Extrait à lire:

◇ ◇ ◇

L’obéissance et le jugement.
Le précepte est reçu par l’intelligence.
L’obéissance exige le jugement.
Obéir, c’est régler humainement et librement sa conduite d’après le "commandement" du détenteur de l’autorité.
Une activité libre est guidée par l’intelligence : celui qui obéit doit faire sienne l’idée du détenteur de l’autorité avec sa volonté, intelligence, ses capacités. La difficulté c’est qu’il est difficile de juger de tout selon sa volonté. D’abord, nul n’en a le droit : il y a une morale de l’intelligence. Aussi le jugement dépend en premier lieu d’une chose sur laquelle le détenteur de l’autorité n’a pas de prise :
la lumière objective de la vérité. Et il est clair que le détenteur de l’autorité ne fait pas la vérité...
Pour exprimer les choses autrement, le détenteur de l'autorité ne peut pas faire dire à quelqu’un qu’une chose est blanche, s’il pense qu’elle est noire. Il ne peut pas non plus faire dire à quelqu'un qu'une chose est autorisée si elle est interdite.
Il y a des jugements par lesquels je peux me prononçer sur ce qui est, tel que je le constate. Ou encore des jugements par lesquels je ne fais que décrire ce qui est conforme à la nature des choses. Saint Thomas appelle ce genre de jugements des
jugements spéculatifs.
Mais je peux aussi faire porter mon jugement sur des objets de connaissance pratique ou sur des règles d’action. Ce sont aussi des jugements spéculatifs : leur vérité propre se prend de la conformité à ce qui est. D’ailleurs, ce n’est pas l’intelligence qui mesure, c’est l’objet.
Il y a d’autres jugements, par lesquels je ne peux pas me prononcer sur la vérité des choses. Le rôle de ces jugements est de permettre de réalisation quelque chose, mais seulement pour conformer cette chose à mon jugement et non pas l’inverse. Ces jugements fondent l’action, pour qu’elle devienne vraie par adéquation à son idée directrice.
Sur le jugement, on peut lire, dans la Prima Secundae, la question 57, article 5, solution 3:
Le vrai de l’intellect pratique se prend autrement que celui de l’intellect spéculatif, dit l’Éthique. Le vrai de l’intellect spéculatif dépend de la conformité de l’intelligence avec la réalité. Et comme cette conformité ne peut avoir lieu d’une manière infaillible dans les choses contingentes, mais seulement dans les choses nécessaires, il s’ensuit qu’un habitus spéculatif n’est jamais une vertu intellectuelle en matière contingente, elle ne l’est qu’en matière nécessaire. – Mais le vrai de l’intellect pratique dépend de la conformité avec l’appétit rectifié. Et c’est là une conformité qui n’a pas de place dans les choses nécessaires, puisqu’elles ne sont pas le fait de la volonté humaine. Cette conformité n’a lieu que dans les choses contingentes qui peuvent être faites par nous, soit qu’il s’agisse de la conduite à tenir nous-mêmes, soit qu’il s’agisse d’objets extérieurs à fabriquer. Et voilà comment il n’y a de vertu de l’intellect pratique qu’en matière contingente ; en matière de fabrication, c’est l’art ; en matière de conduite, la prudence. »

◇ ◇ ◇

Tâche courte a:
Renvoyez toutes les lignes des enregistrements qui contiennent le mot « pole ».

◇ ◇ ◇

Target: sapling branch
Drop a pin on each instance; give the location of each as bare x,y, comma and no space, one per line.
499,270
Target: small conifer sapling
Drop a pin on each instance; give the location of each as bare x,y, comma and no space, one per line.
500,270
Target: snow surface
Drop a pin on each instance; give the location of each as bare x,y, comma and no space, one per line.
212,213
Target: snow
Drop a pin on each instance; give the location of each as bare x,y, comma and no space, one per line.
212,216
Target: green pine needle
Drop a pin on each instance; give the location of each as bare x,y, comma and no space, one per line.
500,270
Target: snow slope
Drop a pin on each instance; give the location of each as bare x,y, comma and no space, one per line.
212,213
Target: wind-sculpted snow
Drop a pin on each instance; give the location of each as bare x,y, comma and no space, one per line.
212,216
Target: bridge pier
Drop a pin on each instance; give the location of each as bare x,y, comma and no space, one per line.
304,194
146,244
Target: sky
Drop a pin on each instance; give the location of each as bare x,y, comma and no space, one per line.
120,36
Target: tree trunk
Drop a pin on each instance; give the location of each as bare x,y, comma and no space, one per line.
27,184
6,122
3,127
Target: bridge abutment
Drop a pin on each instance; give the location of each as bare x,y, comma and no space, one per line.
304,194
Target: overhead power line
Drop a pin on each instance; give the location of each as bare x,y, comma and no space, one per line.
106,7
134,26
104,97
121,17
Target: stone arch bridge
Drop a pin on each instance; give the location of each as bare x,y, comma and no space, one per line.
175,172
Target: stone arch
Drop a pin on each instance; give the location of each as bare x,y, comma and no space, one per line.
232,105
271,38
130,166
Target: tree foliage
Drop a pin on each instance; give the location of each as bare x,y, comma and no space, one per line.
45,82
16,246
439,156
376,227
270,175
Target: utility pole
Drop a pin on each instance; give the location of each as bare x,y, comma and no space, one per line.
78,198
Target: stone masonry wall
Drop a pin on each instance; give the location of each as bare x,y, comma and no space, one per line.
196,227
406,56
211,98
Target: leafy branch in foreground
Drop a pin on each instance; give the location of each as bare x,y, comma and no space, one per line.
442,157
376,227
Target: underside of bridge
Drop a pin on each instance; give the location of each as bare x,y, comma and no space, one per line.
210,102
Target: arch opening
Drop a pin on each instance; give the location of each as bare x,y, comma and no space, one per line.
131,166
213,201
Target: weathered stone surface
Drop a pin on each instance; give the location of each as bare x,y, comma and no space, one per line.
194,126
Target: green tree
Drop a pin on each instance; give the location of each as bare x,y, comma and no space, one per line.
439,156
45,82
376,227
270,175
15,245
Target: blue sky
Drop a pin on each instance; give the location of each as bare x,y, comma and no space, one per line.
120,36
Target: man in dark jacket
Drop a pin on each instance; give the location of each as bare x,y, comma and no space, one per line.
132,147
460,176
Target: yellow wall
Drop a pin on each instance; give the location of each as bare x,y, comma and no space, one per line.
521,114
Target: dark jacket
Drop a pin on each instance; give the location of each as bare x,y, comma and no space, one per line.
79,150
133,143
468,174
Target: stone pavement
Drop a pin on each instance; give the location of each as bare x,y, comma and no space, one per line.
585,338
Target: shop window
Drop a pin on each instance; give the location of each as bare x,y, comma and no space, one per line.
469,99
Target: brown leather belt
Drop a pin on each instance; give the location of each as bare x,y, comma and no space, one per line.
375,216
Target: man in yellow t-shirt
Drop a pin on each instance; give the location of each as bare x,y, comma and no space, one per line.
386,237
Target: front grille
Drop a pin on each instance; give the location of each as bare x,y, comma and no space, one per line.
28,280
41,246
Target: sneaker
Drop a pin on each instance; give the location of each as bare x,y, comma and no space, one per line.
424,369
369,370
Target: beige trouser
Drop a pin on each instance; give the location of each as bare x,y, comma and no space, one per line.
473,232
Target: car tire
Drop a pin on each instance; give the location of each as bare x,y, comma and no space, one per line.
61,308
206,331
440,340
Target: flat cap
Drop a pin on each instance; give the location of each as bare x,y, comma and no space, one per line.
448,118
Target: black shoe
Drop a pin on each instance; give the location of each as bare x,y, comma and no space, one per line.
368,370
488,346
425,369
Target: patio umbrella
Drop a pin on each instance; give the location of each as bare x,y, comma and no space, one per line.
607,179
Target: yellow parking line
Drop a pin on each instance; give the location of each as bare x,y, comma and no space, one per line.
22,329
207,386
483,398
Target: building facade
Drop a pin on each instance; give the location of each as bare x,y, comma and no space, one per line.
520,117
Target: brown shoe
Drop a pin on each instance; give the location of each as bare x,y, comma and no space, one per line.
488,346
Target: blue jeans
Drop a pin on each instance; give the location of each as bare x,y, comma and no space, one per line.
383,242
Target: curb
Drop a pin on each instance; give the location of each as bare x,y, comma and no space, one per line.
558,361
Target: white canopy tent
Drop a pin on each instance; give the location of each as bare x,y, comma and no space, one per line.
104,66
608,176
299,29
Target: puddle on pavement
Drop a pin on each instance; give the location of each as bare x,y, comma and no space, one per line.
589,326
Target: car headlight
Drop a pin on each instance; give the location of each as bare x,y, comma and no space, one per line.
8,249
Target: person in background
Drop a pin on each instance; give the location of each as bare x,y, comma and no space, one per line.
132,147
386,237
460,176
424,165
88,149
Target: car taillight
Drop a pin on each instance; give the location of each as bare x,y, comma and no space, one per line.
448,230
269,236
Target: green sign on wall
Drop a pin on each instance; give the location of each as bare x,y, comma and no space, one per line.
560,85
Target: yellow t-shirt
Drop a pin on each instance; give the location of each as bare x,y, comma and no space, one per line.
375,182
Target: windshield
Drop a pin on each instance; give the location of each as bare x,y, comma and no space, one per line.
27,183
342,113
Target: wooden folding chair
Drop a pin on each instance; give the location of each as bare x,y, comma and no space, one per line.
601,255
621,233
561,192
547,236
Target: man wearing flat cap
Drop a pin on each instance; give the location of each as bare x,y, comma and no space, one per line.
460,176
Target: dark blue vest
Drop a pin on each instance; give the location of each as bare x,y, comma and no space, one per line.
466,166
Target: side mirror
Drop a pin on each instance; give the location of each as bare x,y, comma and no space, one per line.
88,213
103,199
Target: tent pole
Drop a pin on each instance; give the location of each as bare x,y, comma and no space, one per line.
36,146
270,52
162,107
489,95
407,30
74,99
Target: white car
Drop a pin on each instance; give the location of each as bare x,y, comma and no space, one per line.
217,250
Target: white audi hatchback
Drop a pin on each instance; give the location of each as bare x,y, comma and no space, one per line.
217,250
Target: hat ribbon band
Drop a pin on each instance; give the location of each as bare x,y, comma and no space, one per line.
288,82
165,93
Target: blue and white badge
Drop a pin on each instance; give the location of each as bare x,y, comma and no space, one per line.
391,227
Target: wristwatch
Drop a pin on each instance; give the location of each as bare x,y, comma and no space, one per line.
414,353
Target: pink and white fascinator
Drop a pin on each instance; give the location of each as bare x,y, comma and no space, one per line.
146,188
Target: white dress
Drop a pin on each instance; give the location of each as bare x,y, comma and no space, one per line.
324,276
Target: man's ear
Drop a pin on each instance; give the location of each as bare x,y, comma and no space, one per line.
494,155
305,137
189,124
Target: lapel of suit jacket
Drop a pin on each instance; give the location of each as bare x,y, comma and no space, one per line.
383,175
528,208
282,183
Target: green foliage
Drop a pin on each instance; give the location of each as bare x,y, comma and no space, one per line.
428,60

◇ ◇ ◇

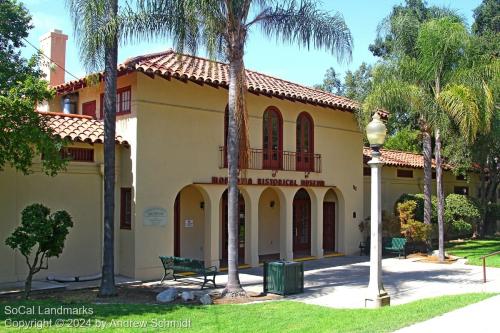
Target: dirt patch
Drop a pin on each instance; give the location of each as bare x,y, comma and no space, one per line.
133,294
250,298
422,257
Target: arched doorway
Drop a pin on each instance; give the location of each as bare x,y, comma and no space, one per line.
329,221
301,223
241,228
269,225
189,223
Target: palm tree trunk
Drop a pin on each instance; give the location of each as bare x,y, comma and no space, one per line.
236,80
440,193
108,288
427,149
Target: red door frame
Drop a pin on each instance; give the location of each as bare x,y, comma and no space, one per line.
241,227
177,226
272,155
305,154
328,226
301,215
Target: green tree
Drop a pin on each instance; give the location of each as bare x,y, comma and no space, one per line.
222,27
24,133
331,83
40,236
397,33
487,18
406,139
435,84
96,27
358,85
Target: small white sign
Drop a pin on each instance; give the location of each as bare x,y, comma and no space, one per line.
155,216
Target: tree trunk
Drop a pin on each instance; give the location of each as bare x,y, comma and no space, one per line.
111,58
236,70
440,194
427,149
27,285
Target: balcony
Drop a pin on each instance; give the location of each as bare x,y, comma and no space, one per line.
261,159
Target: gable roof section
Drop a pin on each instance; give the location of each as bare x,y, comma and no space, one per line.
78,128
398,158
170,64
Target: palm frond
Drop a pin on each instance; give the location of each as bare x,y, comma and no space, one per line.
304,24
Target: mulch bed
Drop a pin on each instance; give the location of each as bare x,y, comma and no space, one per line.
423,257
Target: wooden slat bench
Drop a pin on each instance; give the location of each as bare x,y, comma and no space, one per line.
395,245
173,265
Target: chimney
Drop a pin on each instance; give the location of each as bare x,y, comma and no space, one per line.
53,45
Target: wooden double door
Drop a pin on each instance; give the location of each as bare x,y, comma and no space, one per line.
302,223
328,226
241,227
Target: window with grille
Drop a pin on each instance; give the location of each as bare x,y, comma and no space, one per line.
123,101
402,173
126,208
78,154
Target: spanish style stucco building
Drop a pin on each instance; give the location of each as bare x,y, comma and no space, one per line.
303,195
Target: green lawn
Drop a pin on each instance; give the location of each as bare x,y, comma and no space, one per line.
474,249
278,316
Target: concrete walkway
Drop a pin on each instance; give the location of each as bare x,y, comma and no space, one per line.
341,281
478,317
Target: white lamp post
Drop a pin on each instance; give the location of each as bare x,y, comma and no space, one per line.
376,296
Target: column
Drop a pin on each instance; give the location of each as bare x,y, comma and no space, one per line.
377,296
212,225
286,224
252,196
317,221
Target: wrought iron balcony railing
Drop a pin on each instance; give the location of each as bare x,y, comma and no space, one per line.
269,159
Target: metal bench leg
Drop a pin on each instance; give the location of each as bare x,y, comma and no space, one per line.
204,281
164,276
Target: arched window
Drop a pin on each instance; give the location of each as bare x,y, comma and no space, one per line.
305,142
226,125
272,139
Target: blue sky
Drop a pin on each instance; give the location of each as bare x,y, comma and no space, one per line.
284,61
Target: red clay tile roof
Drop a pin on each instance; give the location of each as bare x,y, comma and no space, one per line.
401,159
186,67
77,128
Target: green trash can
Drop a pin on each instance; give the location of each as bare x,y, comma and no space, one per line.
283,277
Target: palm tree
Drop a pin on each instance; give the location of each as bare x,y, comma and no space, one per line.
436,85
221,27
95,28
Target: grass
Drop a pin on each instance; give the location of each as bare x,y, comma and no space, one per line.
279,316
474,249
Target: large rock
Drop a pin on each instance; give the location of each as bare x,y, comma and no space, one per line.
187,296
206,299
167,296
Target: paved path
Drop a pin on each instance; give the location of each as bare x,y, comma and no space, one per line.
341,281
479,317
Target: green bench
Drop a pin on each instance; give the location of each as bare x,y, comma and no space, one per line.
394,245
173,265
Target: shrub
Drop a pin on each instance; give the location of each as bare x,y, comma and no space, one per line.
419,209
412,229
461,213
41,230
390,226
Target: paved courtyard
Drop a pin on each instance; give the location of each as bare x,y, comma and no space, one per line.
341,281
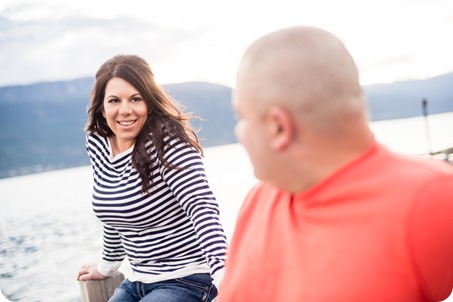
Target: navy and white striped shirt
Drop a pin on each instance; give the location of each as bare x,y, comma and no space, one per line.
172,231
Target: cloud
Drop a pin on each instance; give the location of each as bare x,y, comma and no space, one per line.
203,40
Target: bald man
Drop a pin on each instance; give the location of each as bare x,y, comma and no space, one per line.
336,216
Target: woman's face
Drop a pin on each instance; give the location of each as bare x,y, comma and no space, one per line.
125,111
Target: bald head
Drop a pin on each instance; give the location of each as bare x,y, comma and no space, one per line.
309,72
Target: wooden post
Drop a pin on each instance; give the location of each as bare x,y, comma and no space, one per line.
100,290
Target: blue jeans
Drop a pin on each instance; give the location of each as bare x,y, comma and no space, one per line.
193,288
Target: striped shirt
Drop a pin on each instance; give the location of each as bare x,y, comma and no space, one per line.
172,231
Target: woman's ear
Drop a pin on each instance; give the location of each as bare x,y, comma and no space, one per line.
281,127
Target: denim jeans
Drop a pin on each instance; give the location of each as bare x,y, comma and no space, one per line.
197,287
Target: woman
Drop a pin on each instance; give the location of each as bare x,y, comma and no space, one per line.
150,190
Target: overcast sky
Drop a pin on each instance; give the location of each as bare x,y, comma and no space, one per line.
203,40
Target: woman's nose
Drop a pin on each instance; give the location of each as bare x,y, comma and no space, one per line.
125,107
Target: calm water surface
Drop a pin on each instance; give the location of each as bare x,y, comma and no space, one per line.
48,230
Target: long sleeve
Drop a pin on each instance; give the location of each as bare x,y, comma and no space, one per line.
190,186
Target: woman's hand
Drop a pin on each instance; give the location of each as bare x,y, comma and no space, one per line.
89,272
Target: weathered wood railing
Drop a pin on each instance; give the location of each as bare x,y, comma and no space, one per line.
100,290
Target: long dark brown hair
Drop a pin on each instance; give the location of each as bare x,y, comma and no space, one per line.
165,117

◇ ◇ ◇

Tâche courte b:
D'après l'extrait sur l'obéissance et le jugement, avec quoi celui qui obéit doit-il faire sienne l'idée du détenteur de l'autorité ? Nommez tout ce qui est cité.

Corrigé de l'exercice a:
Target: utility pole
Target: tent pole

Corrigé de l'exercice b:
Sa volonté, son intelligence et ses capacités.